(Point-per-instance localization data)
_ _ _ _

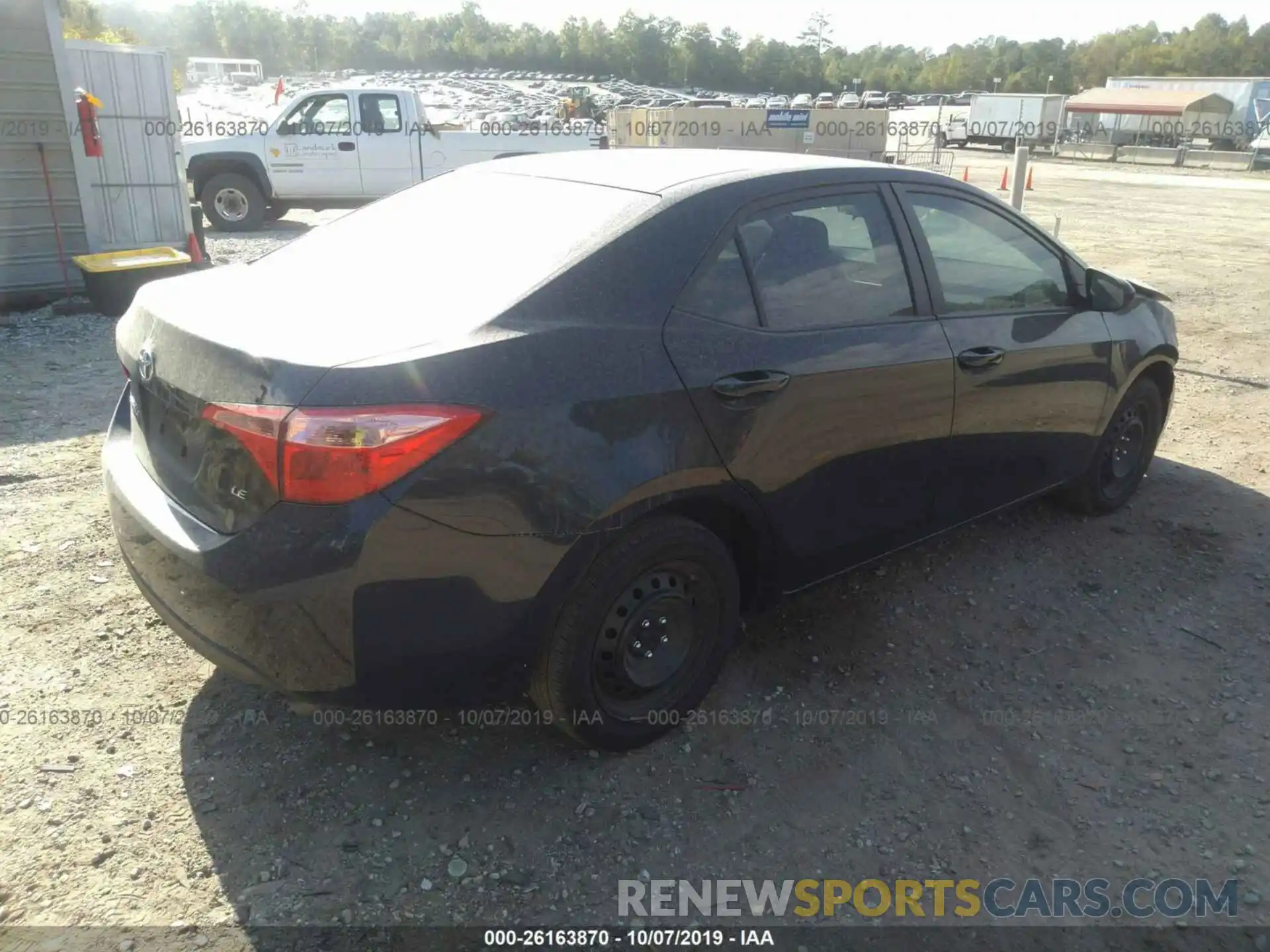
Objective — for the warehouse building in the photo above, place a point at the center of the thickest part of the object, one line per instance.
(58, 200)
(1249, 97)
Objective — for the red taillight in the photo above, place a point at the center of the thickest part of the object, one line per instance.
(257, 429)
(337, 455)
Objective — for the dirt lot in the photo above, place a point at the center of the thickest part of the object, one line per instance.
(1040, 695)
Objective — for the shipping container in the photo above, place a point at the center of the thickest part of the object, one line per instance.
(1249, 95)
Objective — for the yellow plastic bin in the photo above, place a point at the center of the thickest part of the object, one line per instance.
(112, 278)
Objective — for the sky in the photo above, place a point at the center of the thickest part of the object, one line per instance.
(919, 23)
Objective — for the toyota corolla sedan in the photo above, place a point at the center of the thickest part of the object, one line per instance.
(371, 469)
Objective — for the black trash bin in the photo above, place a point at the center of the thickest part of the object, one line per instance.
(112, 278)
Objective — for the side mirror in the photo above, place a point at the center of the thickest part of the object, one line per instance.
(1108, 292)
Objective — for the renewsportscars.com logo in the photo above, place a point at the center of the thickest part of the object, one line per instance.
(1001, 898)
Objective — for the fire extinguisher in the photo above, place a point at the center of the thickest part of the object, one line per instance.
(87, 106)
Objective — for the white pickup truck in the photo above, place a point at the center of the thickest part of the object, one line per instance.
(343, 147)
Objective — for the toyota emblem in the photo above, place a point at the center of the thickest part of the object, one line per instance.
(146, 365)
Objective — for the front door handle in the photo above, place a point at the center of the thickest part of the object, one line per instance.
(981, 357)
(749, 382)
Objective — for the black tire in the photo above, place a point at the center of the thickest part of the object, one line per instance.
(668, 578)
(1122, 456)
(239, 197)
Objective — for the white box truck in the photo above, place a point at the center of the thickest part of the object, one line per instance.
(1005, 118)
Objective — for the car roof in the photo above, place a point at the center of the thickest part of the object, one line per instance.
(658, 171)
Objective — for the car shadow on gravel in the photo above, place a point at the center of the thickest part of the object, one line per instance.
(861, 728)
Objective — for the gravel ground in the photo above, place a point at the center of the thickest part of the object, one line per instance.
(1035, 696)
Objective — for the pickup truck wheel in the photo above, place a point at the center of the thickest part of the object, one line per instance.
(232, 202)
(1123, 454)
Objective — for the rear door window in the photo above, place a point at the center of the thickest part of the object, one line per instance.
(722, 291)
(829, 262)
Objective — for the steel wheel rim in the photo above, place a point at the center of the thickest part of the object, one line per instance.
(1126, 451)
(232, 205)
(648, 643)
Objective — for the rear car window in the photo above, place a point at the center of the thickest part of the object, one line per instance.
(465, 245)
(723, 291)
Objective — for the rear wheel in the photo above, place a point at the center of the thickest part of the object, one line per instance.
(642, 637)
(232, 202)
(1123, 454)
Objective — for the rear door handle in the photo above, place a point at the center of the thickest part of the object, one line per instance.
(749, 382)
(981, 357)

_ _ _ _

■ **AIM OF THE TASK**: Every line of the data above should be repeated exactly. Omit the pictures.

■ **ANSWER SECTION**:
Objective — for the warehouse building in the photo above, place a point at the center of the thickest part of the object, one line per instance.
(58, 200)
(1249, 97)
Objective — for the red taillight in the photo above, place a point at the center of the thickest part of the object, one line per instance.
(257, 429)
(337, 455)
Objective — for the dirt lot in the photo above, place a point at the center of the thickest part of the object, one line per instance.
(1040, 695)
Objective — for the shipping container in the photo above, place a point at the center of the thickest part of the object, one line per instance.
(1249, 95)
Objective — for the yellow plastic bin in the photo above, place a point at the center of the thickest part of the object, one line per instance.
(112, 278)
Objective — for the sky in the photo above, place a point at the center of the thickest part of the object, one line per instance.
(919, 23)
Objective — for the toyota corolla sedan in the photo above, place a point at the center of the thickest part of the object, one line per instance.
(371, 469)
Objective — for the black trash bin in the photo above, place a point at the center of the thickest part of the object, one line per instance.
(112, 278)
Objective — for the side mirror in the photo above, place a point at the center of the thickest part of the object, one line per instance.
(1108, 292)
Objective — for the renewsportscars.com logo in the photo above, place a point at the center of the thickest part of the object, one line per instance.
(1001, 898)
Objective — for the fire extinguisher in the photo above, place a point at the center of the thickest part of the object, one line per instance.
(87, 106)
Objective — for the white pickup truck in the photo above, place a point at the center of the thickest part of the object, one line per instance.
(343, 147)
Objective — for the toyota emblem in the photo above, place a point at the center of the thickest part of the object, one line per instance.
(146, 365)
Objective — for the front door handle in the photo above, place a point at the center of the thickest part of the object, one line per instance.
(981, 357)
(749, 382)
Objective — for the black tire in the photo above, place a point at the center of the thickest part of the object, one line per instance.
(668, 578)
(1122, 456)
(239, 197)
Objective — for the white box truck in the photo above, place a point at the center of the thickest part of the object, one line per instance.
(1005, 118)
Objective — for the car roof in the photo above, place a point at the center of the thickest part of the object, one line per instance.
(658, 171)
Objective — for the car shadow on gravel in the photo above, place a point at the center of the thickest part of the object, one line per instance.
(861, 728)
Objective — for the gravel ground in the photo above, place a point at the center of the thickest part of the object, one line per instance.
(1035, 696)
Objective — for the pickup truck wheel in the photo above, place a point at the center of the thickest part of the object, one line per instance.
(232, 202)
(1123, 454)
Objective — for the rear door window in the photo above, place a point at the center of the thickest part of the object, one line per instance.
(722, 291)
(829, 262)
Objective — for the steel wheel rim in the photo above, place a point at the center of the thickest part of the object, one line per instance.
(1126, 451)
(232, 205)
(648, 643)
Objective — for the rear car window in the photo above, place a point at the center of the thickest part of the object, one line per instance.
(465, 245)
(723, 291)
Objective — for the rear wheel in the photo above, place a point at the center of the thickest part of the object, one line per instance.
(642, 637)
(232, 202)
(1123, 454)
Objective — for the rear door handle in the photo above, place a point at the center of the thickest part of the object, one line per instance.
(749, 382)
(981, 357)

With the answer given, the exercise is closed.